** Start of Input for this task **

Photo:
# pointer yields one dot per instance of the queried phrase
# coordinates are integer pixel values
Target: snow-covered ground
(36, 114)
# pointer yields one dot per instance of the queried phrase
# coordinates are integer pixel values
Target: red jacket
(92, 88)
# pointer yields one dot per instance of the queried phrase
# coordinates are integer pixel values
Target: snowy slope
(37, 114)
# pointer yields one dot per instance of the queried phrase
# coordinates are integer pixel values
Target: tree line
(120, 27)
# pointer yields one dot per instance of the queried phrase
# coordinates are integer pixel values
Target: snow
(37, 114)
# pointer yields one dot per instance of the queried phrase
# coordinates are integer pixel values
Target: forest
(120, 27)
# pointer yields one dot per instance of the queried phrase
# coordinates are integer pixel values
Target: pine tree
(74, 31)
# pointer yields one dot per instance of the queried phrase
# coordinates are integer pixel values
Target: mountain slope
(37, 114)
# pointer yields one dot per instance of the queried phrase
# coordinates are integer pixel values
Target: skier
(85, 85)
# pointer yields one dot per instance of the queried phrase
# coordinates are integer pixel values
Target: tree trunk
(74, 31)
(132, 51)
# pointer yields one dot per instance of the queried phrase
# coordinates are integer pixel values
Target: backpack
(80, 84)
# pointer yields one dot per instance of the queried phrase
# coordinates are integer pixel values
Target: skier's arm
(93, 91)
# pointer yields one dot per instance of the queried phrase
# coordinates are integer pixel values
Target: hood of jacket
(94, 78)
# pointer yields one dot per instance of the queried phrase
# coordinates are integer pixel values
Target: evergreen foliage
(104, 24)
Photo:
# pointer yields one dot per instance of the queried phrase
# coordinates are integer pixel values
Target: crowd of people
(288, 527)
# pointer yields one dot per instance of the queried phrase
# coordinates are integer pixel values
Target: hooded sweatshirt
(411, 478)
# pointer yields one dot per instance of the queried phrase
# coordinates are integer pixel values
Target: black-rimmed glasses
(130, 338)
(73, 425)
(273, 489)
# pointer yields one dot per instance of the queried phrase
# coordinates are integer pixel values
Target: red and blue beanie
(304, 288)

** End of Input for this task **

* Work required: Repeat each entry word for word.

* Answer for this exercise:
Photo:
# pointer yields one dot per instance of the queried phrase
# coordinates are integer pixel values
Target: snow-covered ground
(36, 114)
# pointer yields one dot per instance of the queried phrase
# coordinates are integer pixel values
Target: red jacket
(92, 88)
# pointer yields one dot per instance of the queried phrase
# coordinates are integer pixel values
Target: snowy slope
(37, 114)
# pointer yields one dot per instance of the queried phrase
# coordinates are integer pixel values
Target: tree line
(120, 27)
# pointer yields one dot per instance of the queried phrase
# coordinates are integer pixel values
Target: snow
(37, 114)
# pointer yields one dot per instance of the queried phrase
# coordinates are integer pixel values
Target: forest
(120, 27)
# pointer yields one dot per instance of the queried phrase
# coordinates are integer pixel values
Target: pine tree
(74, 31)
# pointer yields one dot per instance of the queried phrase
# coordinates are integer pixel values
Target: mountain slope
(37, 114)
# pointer yields one dot per instance of the queried phrase
# coordinates are integer pixel values
Target: skier
(85, 85)
# pointer yields one dot per instance of the queried phrase
# coordinates are integer pixel values
Target: tree trunk
(74, 31)
(132, 51)
# pointer yields one dot per instance of the queried phrase
# coordinates are integer pixel values
Target: backpack
(80, 84)
# pointer yields one dot per instance of the queried phrase
# coordinates are integer pixel values
Target: skier's arm
(93, 91)
# pointer yields one dot per instance of the queried phrase
# coordinates are integer pixel values
Target: hood of jacket
(94, 78)
# pointer yields one dot per instance of the queried phrase
# coordinates are integer pixel values
Target: evergreen foliage
(104, 24)
Photo:
# pointer yields one dot per instance of the queried phrase
# coordinates are integer pixel values
Target: crowd of people
(288, 527)
# pointer yields one dot per instance of the queried phrase
# coordinates are integer pixel values
Target: hooded sweatshirt
(411, 478)
# pointer yields one dot per instance of the queried phrase
# coordinates are integer pixel values
Target: black-rimmed glasses
(130, 338)
(73, 425)
(273, 489)
# pointer yields one dot per instance of the queried phrase
# coordinates are integer pixel values
Target: red and blue beanie
(304, 288)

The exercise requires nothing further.